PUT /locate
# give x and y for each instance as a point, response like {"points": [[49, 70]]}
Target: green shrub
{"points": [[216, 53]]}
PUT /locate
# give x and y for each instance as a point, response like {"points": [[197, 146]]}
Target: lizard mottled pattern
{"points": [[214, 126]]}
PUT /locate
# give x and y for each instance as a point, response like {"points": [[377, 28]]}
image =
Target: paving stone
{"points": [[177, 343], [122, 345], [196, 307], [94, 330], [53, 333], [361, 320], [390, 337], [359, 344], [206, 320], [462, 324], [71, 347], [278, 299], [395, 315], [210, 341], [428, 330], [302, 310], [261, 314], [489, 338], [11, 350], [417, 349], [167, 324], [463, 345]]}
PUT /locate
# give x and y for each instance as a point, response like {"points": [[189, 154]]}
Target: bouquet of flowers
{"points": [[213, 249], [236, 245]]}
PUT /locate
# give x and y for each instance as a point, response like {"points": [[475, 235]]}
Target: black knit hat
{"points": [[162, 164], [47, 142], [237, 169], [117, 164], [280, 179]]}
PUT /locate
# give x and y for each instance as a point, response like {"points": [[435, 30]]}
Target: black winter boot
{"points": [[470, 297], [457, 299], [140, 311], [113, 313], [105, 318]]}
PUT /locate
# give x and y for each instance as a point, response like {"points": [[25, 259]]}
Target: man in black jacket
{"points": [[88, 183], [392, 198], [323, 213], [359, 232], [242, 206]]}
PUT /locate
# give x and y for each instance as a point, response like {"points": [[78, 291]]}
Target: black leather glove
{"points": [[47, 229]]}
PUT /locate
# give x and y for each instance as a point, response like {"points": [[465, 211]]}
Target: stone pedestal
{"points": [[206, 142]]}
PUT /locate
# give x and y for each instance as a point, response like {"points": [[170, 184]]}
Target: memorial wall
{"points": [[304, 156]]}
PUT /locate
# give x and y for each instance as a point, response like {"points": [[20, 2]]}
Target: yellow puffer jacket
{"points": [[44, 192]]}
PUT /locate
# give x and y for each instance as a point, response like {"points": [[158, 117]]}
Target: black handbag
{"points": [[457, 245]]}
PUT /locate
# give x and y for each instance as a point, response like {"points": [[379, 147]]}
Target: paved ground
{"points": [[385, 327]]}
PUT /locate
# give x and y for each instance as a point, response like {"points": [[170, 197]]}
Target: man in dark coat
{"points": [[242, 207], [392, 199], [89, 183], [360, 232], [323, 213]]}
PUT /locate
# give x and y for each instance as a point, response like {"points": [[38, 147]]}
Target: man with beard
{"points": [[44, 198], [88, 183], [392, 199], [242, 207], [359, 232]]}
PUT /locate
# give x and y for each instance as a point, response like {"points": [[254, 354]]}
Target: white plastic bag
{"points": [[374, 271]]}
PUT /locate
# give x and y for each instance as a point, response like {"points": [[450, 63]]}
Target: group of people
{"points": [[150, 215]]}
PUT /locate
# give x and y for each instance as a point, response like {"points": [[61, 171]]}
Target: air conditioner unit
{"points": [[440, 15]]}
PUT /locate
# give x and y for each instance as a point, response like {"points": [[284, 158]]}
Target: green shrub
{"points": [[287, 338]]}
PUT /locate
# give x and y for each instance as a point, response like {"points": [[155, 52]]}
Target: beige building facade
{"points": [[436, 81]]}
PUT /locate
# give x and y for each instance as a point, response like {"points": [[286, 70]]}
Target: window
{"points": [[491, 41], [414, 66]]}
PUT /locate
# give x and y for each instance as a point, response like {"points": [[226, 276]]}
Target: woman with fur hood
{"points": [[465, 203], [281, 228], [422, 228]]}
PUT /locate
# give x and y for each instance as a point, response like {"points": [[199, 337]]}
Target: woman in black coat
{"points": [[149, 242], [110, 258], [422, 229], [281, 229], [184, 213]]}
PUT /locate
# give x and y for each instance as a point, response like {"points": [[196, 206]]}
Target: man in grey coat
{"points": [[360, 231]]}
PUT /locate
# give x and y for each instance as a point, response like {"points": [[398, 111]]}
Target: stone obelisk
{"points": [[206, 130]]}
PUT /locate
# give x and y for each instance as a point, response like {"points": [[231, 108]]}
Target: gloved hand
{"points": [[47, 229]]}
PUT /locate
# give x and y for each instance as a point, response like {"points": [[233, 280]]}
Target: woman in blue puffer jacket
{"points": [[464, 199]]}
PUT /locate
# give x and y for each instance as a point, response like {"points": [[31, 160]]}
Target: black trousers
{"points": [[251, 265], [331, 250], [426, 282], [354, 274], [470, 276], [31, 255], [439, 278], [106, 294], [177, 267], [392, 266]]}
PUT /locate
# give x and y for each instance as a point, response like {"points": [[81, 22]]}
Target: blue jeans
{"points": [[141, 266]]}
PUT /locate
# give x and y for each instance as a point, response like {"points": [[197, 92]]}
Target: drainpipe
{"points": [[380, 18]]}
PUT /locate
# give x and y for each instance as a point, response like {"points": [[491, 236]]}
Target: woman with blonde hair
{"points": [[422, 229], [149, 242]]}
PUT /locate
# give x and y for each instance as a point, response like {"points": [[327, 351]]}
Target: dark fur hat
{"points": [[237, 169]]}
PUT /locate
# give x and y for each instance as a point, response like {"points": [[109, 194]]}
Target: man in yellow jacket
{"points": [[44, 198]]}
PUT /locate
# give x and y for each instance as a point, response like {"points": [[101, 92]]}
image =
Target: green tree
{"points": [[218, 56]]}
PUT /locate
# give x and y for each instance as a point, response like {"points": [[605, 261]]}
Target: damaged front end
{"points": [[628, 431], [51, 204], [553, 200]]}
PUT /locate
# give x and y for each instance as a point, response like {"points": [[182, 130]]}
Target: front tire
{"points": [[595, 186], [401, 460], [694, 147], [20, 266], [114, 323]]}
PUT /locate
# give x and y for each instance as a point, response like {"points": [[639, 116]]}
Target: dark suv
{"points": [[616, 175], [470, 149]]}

......

**What the exercise asks**
How many lines of the material above contain the string "stone"? Reply with the number alone.

**Solution for this task**
3